The testcase was the following.

#include <emmintrin.h>

template <int N> inline float component(__v4sf v)
{
  return (reinterpret_cast<const float*>(&v))[N];
}

inline __v4sf fill(float f)
{
  __v4sf v;
  *(reinterpret_cast<float*>(&v))=f;
  return ((__m128) __builtin_ia32_shufps ((__v4sf)(v), (__v4sf)(v), 0));
}

template <int N> inline __v4sf component_fill(__v4sf v)
{
  return ((__m128) __builtin_ia32_shufps ((__v4sf)(v), (__v4sf)(v), 
                  ((((N) << 6) | ((N) << 4) | ((N) << 2) | (N)))));
}

__v4sf transform_bad(__v4sf m[4],__v4sf v)
{
  return m[0]*fill(component<0>(v))
      +m[1]*fill(component<1>(v))
      +m[2]*fill(component<2>(v))
      +m[3]*fill(component<3>(v));
}

__v4sf transform_good(__v4sf m[4],__v4sf v)
{
  return m[0]*component_fill<0>(v)
      +m[1]*component_fill<1>(v)
      +m[2]*component_fill<2>(v)
      +m[3]*component_fill<3>(v);
}
Comment 8 Richard Biener 2016-05-19 09:52:21 UTC
So the remaining piece may be that of the init-regs issue.  We have

  vf_24 = BIT_INSERT_EXPR <vf_23(D), _26, 0 (32 bits)>;

which leaves the upper elements undefined, but init-regs forces them to zero.

> **TO DO**:
1. According to the compiler bug excerpt, what does init-regs do to the upper elements that the BIT_INSERT_EXPR leaves undefined?
2. Name every function defined in the testcase of the compiler bug excerpt.

> **EXCERPTED DATA**:
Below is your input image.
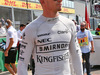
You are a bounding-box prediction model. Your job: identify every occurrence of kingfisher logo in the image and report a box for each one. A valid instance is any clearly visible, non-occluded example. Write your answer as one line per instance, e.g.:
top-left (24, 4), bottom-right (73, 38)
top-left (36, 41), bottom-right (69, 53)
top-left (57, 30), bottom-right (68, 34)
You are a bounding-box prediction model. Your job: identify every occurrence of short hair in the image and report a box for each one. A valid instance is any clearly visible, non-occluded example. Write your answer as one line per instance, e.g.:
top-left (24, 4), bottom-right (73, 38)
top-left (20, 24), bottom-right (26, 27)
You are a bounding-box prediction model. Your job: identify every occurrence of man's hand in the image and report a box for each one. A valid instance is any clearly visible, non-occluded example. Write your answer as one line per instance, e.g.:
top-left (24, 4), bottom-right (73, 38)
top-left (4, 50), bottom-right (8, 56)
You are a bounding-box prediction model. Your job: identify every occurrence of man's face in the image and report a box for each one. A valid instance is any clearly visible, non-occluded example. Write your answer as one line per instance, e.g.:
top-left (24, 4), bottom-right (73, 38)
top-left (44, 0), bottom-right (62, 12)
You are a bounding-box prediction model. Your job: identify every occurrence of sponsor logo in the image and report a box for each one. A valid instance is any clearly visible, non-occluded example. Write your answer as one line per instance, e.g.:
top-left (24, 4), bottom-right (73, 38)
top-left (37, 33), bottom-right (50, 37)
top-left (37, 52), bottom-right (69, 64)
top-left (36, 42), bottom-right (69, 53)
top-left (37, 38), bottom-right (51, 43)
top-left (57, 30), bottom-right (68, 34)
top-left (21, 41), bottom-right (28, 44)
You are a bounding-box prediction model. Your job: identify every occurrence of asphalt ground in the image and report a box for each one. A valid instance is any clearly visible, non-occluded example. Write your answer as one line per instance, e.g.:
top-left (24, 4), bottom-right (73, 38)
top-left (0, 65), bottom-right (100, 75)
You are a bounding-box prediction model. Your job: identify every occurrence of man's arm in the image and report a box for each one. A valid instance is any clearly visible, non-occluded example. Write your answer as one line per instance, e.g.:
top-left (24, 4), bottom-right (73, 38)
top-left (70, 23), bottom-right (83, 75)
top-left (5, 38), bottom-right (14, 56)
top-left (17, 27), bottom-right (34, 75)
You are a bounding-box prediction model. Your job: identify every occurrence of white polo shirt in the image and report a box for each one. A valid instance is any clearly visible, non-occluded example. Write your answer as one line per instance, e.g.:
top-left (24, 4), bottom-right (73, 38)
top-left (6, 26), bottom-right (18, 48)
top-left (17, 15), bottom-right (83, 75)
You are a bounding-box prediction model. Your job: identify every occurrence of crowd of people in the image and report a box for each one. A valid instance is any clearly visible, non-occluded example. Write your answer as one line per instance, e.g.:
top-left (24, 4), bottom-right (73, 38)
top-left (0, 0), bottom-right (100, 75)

--

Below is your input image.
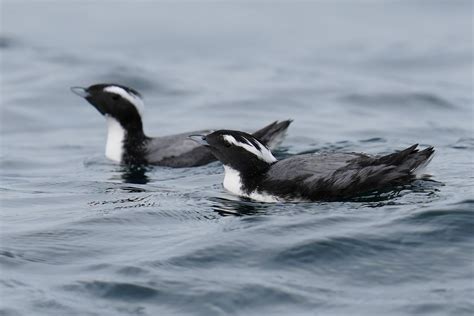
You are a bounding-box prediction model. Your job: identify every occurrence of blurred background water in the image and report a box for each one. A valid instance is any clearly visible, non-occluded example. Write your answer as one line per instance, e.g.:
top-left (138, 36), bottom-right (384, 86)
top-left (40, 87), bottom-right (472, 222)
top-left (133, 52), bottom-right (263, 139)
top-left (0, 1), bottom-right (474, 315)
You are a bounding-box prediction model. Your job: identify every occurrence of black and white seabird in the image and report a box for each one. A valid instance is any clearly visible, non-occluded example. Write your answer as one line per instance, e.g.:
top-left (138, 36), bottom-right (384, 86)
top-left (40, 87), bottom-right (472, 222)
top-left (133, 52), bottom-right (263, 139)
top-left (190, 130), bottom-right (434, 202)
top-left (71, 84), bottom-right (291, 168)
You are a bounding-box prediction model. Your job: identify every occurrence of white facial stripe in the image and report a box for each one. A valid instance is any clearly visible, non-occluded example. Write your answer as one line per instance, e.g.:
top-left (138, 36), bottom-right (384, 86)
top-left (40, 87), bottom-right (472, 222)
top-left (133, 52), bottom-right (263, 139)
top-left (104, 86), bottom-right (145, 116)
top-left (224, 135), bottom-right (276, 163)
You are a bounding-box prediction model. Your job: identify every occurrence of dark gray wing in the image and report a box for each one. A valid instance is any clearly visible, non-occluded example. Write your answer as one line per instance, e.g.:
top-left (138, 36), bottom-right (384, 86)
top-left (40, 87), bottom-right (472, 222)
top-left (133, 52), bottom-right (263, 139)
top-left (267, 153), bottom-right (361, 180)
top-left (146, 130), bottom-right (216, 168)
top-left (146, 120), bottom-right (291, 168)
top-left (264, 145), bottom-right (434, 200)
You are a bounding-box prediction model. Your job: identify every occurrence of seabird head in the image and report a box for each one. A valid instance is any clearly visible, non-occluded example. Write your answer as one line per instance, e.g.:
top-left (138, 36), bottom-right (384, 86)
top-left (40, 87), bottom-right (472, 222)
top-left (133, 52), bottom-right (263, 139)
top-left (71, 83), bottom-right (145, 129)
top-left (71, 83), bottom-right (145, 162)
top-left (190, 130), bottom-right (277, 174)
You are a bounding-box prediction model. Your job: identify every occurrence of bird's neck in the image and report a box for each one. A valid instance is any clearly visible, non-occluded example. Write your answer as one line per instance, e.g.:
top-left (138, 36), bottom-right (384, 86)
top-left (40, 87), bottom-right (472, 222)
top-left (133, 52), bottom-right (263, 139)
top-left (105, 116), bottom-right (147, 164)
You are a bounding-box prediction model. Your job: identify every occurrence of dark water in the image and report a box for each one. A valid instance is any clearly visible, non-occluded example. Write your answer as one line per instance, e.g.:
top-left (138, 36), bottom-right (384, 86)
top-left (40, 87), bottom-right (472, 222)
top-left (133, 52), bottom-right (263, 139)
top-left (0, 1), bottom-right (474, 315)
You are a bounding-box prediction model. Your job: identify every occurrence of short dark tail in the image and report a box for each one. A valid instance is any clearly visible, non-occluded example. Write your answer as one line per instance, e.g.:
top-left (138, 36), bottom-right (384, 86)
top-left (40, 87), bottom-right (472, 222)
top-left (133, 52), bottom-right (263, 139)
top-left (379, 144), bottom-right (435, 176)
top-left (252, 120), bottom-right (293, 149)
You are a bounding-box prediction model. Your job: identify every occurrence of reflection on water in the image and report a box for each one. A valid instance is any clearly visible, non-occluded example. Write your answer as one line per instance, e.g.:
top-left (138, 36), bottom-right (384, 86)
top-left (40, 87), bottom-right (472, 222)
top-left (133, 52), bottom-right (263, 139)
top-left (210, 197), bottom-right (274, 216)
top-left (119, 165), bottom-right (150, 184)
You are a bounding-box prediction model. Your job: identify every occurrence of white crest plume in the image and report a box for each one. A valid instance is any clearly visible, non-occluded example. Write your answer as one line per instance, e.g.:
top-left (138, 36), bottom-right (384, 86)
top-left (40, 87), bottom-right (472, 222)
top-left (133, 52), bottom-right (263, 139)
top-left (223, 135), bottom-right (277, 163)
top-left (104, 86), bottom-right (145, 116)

> **RESULTS BY TASK**:
1. It forces them to zero.

2. component, fill, component_fill, transform_bad, transform_good